[Texte à lire]:
Merveille retrouvée d’un cinéma italien ultra-politique, Le Terroriste est l’œuvre de Gianfranco de Bosio, homme de théâtre et cinéaste méconnu ; surtout, ancien résistant et membre des Groupes d’Action Partisane, dont il retranscrit ici l’expérience dans Venise occupée. Un film puissant, approfondissant les enjeux moraux autour de la Résistance et de la notion de terrorisme, à l’actualité irradiante.

À l’Assemblée Nationale, il y a une salle de projection, d’une centaine de places environ, utilisée pour différents types d’événements, militants ou professionnels, souvent dans une relative indifférence – du public et, évidemment, encore plus des occupants du Palais Bourbon. Pourtant il n’en faudrait pas beaucoup pour la remplir. Celle de l’Élysée encore moins, d’ailleurs, puisque, construite en 1971 par Pompidou, « restée dans son jus », surtout en piètre état [1], faute de rénovation, faute d’intérêt de la plupart des derniers locataires du palais présidentiel, elle ne comporte que 22 places (un brin plus si l’on rajoute des chaises). C’est dans ces deux salles, parmi d’autres, qu’il faudrait passer en boucle Le Terroriste, ce jusqu’à ce que les résidents respectifs de ces lieux finissent par voir le film. Car Le Terroriste, qui était déjà un film éclairant à son époque, un après-guerre sombre, trouble, parfois miraculeux pour l’Italie (en témoigne son cinéma), bientôt délétère (les années de plomb, à la fin 1960/début 1970) semble avoir une vérité aujourd’hui irradiante. Dans un contemporain qui se complaît à citer à tort et à travers Orwell et la novlangue de 1984 pour dénoncer des confusions linguistiques tout en entretenant lui-même des confusions politiques, la découverte du Terroriste, un oublié du cinéma italien, d’un cinéaste presque inconnu et vétéran des Groupes d’Action Partisane, (Gianfranco De Bosio), a de quoi remettre les pendules à l’heure sur le sens des mots. Le programme est dans le titre, qui est le même en italien : Il Terrorista. C’est le sujet. Le terroriste. Qui est-il, c’est autre chose ; un peu comme le récent La Zone d’Intérêt : quelle est, au juste, la fameuse zone d’intérêt – le camp d’Auswitch, qu’on ne voit pas vraiment mais qu’on entend, ou la maison familiale adjacente de Rudolf Höss, lieu central de l’action ?

[Enregistrements de données]
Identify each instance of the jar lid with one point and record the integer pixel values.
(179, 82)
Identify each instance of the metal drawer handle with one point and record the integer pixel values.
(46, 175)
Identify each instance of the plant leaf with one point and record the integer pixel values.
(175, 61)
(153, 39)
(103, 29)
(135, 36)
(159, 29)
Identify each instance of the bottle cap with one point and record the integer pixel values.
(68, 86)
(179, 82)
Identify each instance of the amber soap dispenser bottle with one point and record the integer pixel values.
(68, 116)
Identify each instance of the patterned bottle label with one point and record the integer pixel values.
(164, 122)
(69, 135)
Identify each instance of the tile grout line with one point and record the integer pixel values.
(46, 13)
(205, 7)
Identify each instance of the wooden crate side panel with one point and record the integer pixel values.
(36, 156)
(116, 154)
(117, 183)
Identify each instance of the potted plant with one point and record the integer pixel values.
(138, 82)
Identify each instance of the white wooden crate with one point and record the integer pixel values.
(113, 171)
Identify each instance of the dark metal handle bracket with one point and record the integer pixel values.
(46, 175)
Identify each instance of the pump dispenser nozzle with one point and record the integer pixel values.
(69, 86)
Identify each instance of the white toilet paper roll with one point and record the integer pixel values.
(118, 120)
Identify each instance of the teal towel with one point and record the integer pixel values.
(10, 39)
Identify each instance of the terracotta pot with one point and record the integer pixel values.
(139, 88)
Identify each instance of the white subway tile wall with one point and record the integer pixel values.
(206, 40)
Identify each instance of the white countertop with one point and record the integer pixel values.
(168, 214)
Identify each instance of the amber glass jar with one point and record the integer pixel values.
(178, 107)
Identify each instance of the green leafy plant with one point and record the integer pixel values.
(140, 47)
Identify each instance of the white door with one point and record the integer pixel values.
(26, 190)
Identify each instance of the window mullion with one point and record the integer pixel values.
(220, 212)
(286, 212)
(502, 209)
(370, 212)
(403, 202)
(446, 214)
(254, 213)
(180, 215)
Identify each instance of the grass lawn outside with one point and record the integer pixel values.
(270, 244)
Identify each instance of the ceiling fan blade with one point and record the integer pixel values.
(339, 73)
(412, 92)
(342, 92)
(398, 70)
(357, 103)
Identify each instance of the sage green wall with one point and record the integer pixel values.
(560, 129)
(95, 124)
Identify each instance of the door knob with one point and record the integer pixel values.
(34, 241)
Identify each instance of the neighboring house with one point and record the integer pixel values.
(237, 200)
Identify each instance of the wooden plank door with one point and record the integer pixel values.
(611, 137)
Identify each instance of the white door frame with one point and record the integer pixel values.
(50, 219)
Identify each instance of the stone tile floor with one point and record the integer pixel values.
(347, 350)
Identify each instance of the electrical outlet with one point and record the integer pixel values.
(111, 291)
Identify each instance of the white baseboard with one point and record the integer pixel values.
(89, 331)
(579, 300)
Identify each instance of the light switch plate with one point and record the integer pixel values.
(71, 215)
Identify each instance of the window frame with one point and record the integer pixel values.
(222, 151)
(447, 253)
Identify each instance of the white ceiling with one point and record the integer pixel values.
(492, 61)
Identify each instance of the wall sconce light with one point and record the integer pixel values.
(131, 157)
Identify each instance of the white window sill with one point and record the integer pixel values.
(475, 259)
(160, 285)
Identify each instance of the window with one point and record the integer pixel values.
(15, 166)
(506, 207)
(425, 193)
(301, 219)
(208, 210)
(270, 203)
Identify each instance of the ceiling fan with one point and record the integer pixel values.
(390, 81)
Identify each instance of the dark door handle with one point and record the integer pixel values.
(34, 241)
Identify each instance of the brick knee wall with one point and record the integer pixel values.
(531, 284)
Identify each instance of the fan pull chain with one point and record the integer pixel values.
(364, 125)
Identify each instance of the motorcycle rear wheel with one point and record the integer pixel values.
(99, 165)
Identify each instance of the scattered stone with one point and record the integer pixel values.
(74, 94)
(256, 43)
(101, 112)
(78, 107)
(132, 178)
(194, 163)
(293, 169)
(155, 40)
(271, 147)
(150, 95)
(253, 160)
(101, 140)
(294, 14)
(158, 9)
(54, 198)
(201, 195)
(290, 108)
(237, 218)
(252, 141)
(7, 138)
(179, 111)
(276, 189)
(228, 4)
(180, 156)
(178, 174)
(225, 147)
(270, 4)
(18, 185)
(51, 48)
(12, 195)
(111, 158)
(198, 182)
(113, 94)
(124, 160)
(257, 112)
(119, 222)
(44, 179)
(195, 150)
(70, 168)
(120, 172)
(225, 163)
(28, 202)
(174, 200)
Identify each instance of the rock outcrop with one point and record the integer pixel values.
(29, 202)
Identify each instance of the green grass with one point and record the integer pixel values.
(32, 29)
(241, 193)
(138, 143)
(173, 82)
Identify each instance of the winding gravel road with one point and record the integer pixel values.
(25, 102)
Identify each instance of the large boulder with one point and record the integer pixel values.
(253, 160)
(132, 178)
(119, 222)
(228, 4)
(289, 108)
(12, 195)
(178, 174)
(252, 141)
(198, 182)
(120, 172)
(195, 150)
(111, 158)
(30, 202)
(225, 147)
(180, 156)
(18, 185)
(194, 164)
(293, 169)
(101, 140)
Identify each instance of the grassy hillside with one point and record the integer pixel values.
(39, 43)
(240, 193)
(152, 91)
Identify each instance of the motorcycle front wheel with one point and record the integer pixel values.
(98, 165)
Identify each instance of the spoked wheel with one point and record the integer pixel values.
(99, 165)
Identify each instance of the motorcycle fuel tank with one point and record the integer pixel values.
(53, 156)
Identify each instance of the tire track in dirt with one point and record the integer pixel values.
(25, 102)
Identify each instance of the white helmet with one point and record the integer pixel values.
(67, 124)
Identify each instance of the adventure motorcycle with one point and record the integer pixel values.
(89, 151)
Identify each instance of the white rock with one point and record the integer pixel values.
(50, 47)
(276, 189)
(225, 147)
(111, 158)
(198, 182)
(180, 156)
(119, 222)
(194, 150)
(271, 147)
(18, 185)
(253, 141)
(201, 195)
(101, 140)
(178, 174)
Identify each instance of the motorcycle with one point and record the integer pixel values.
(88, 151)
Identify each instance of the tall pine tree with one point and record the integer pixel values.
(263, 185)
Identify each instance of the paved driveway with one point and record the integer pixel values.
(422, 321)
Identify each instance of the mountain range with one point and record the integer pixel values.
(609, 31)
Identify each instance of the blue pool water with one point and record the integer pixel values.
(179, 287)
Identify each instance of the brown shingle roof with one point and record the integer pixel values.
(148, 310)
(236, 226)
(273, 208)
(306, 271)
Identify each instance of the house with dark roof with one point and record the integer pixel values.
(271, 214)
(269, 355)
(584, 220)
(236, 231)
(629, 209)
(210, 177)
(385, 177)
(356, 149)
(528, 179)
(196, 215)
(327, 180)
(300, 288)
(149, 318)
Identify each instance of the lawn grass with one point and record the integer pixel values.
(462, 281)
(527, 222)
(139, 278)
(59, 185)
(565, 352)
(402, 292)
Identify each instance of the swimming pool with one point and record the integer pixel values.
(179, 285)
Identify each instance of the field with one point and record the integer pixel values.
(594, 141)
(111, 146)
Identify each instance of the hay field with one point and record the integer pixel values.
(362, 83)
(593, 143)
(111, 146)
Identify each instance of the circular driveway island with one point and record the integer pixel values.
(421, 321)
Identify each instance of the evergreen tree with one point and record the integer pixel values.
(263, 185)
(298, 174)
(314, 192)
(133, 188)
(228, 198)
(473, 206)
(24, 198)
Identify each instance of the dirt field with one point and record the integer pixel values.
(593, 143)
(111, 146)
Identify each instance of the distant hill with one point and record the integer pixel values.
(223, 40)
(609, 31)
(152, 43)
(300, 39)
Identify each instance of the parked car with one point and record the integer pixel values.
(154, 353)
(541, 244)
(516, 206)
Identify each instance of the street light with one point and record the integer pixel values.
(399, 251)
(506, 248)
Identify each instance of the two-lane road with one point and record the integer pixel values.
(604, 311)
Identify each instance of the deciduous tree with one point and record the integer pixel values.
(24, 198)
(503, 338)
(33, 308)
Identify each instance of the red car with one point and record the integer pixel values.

[Consigne]: Citez sans rien changer le passage de l'article sur Le Terroriste qui commence par « Merveille retrouvée d’un » et se termine par « à l’actualité irradiante. ».

[Réponse]:
Merveille retrouvée d’un cinéma italien ultra-politique, Le Terroriste est l’œuvre de Gianfranco de Bosio, homme de théâtre et cinéaste méconnu ; surtout, ancien résistant et membre des Groupes d’Action Partisane, dont il retranscrit ici l’expérience dans Venise occupée. Un film puissant, approfondissant les enjeux moraux autour de la Résistance et de la notion de terrorisme, à l’actualité irradiante.